Exercise brief: Repeat word for word everything from the line containing "Task: Where can the wood" to the end of the listing, first and last lines included, and only that.

== Available data ==

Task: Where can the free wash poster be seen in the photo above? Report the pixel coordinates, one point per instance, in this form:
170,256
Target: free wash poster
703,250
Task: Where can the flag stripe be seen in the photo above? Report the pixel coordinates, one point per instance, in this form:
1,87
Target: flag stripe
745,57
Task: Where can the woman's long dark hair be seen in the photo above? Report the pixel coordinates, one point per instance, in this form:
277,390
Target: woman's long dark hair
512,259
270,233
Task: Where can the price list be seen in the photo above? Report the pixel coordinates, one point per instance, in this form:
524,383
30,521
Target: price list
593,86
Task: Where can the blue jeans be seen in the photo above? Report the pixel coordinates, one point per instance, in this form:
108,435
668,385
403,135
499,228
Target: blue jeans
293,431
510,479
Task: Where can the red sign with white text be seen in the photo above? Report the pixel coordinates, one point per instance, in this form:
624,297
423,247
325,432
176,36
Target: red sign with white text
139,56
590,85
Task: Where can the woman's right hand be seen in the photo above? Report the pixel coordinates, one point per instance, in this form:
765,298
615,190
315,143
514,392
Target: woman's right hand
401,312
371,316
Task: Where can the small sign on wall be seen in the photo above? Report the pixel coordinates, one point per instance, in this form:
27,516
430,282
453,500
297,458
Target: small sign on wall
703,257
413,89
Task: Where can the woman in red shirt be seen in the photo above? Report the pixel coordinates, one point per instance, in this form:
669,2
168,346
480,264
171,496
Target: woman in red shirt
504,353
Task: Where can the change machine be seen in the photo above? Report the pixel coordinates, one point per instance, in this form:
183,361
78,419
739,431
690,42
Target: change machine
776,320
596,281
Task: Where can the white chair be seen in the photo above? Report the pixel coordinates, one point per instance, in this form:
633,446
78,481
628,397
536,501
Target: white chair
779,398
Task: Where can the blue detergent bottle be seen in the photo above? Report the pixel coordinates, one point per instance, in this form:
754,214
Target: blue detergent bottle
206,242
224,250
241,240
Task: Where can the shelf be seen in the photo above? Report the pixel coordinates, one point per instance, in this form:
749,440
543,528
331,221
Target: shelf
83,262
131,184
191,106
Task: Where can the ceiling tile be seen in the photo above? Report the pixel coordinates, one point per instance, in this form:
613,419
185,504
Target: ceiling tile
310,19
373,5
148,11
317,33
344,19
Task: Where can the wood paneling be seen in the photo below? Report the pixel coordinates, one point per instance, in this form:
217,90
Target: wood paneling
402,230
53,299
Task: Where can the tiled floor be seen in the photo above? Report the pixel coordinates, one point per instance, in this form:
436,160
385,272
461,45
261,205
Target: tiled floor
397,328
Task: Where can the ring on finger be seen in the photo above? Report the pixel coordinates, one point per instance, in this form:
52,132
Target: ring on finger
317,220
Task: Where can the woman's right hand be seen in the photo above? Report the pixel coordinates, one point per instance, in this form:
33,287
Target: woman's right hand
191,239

===

Solved problem:
Task: Where can the wood paneling be seen in the photo below? Report the pixel coordinates, one point per instance, in this form:
217,90
Target: wood paneling
402,230
53,299
Task: Where can the tiled floor be seen in the photo above? Report the pixel coordinates, one point per instance, in this form:
436,160
385,272
461,45
261,205
Target: tiled floor
397,328
Task: Where can the ring on finger be seen in the photo above? Report the pixel coordinates, one point per instance, in this form:
52,132
Target: ring on finger
317,220
Task: Where can the woman's right hand be seen in the photo above? Report the pixel coordinates, one point per instance, in this form:
33,287
Target: woman's right hand
191,239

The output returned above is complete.